_Consigne:_
Recopiez mot pour mot, du début à la fin, l'extrait sur les articles 9 et 12.

_Extrait du document:_
┄┄┄┄┄┄┄┄┄┄┄┄┄┄┄┄┄┄┄┄
Deux articles de ce texte sont en débat. D'abord, l'article 9, qui tend à nous donner les outils que nous estimons incontournables pour réaliser des contrôles sur pièces permettant d'éviter qu'une entreprise puisse cacher la réalité du statut des salariés qui sont sur un chantier ou qui apportent une prestation de service. Nous sommes pour une liste assez large d'une dizaine de documents ou de justificatifs, que nous avons déterminée en fonction de l'expérience des inspecteurs du travail et des services des directions régionales des entreprises, de la concurrence, de la consommation, du travail et de l'emploi (DIRECCTE). Les pays souhaitant que le système actuel perdure sont au contraire en faveur d'une liste de cinq documents. Si on trouve un accord sur celle-ci, ce sera un recul, puisque nous effectuons déjà des contrôles sur un nombre plus élevé de justificatifs.

Deuxièmement, l'article 12, qui y est lié, résulte d'une demande de la France tendant à mettre en place une responsabilité conjointe et solidaire de tous ceux qui interviennent sur un chantier : le donneur d'ordre, l'entreprise attributaire et les éventuels sous-traitants. De la sorte, les entreprises qui recourent à la sous-traitance devront se conformer aux règles de paiement des salaires sur le sol national ainsi qu'aux règles sociales. Chacun sera responsable de l'attribution de marchés donnés en sous-traitance dans tous les domaines. En effet, les plus grands scandales constatés en France se sont produits à travers la sous-traitance : généralement, une grande entreprise ayant pignon sur rue attribuait un marché à un sous-traitant sans regarder la façon dont il procédait. Mais une telle disposition n'existe pas dans les pays anglo-saxons, qui ne veulent pas en entendre parler.
┄┄┄┄┄┄┄┄┄┄┄┄┄┄┄┄┄┄┄┄
_Lot d'entrées:_
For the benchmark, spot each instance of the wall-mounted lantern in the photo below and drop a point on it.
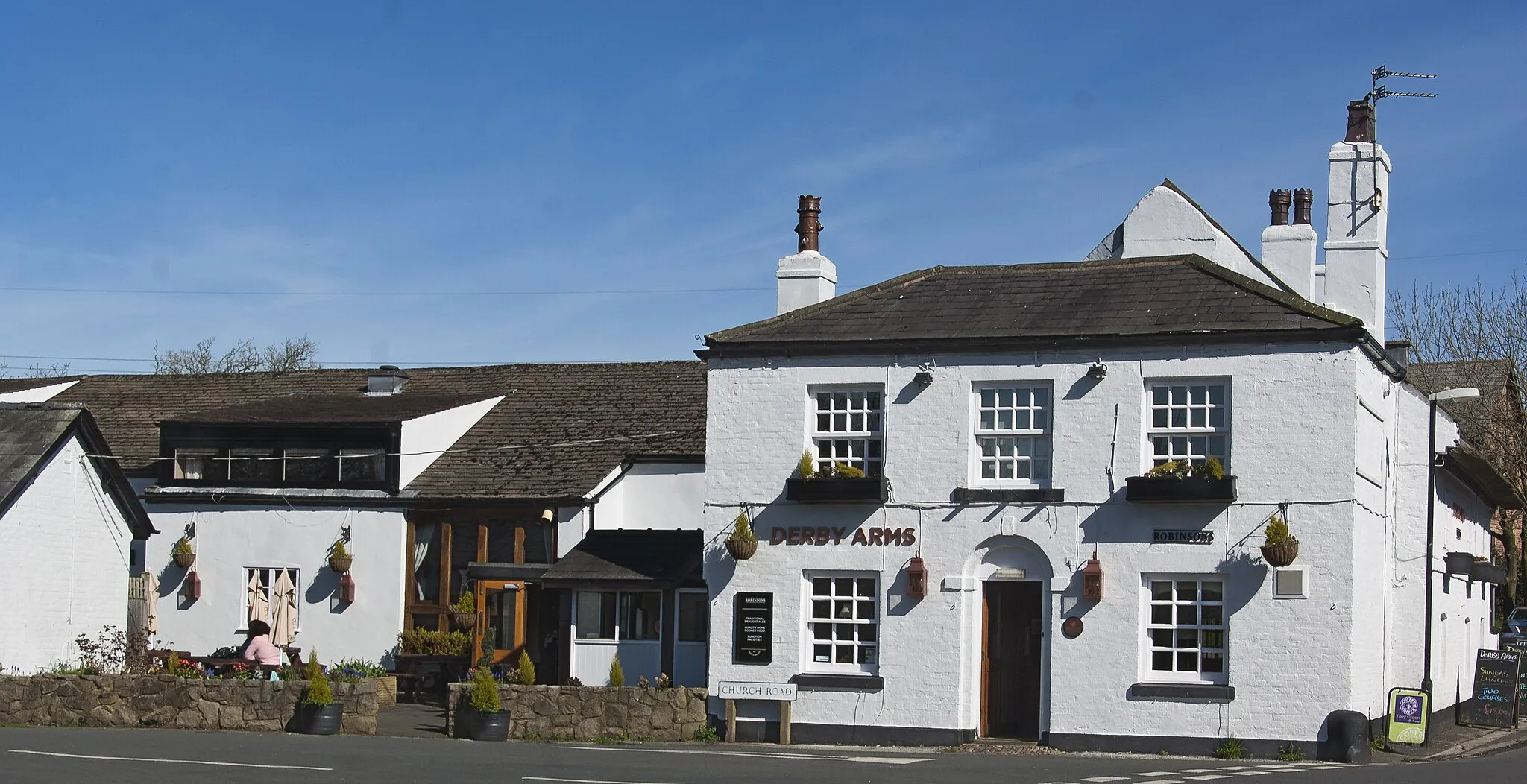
┄┄┄┄┄┄┄┄┄┄┄┄┄┄┄┄┄┄┄┄
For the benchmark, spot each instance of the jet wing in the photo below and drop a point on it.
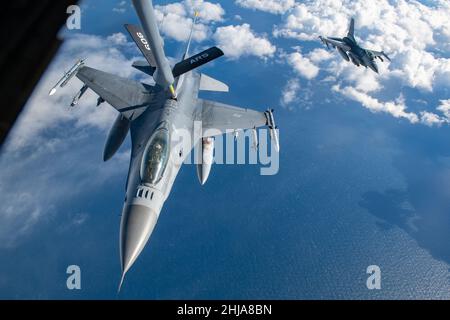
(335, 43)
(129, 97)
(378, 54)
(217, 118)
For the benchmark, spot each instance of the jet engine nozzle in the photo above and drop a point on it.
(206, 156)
┄┄┄┄┄┄┄┄┄┄┄┄┄┄┄┄┄┄┄┄
_Réponse:_
Deux articles de ce texte sont en débat. D'abord, l'article 9, qui tend à nous donner les outils que nous estimons incontournables pour réaliser des contrôles sur pièces permettant d'éviter qu'une entreprise puisse cacher la réalité du statut des salariés qui sont sur un chantier ou qui apportent une prestation de service. Nous sommes pour une liste assez large d'une dizaine de documents ou de justificatifs, que nous avons déterminée en fonction de l'expérience des inspecteurs du travail et des services des directions régionales des entreprises, de la concurrence, de la consommation, du travail et de l'emploi (DIRECCTE). Les pays souhaitant que le système actuel perdure sont au contraire en faveur d'une liste de cinq documents. Si on trouve un accord sur celle-ci, ce sera un recul, puisque nous effectuons déjà des contrôles sur un nombre plus élevé de justificatifs.

Deuxièmement, l'article 12, qui y est lié, résulte d'une demande de la France tendant à mettre en place une responsabilité conjointe et solidaire de tous ceux qui interviennent sur un chantier : le donneur d'ordre, l'entreprise attributaire et les éventuels sous-traitants. De la sorte, les entreprises qui recourent à la sous-traitance devront se conformer aux règles de paiement des salaires sur le sol national ainsi qu'aux règles sociales. Chacun sera responsable de l'attribution de marchés donnés en sous-traitance dans tous les domaines. En effet, les plus grands scandales constatés en France se sont produits à travers la sous-traitance : généralement, une grande entreprise ayant pignon sur rue attribuait un marché à un sous-traitant sans regarder la façon dont il procédait. Mais une telle disposition n'existe pas dans les pays anglo-saxons, qui ne veulent pas en entendre parler.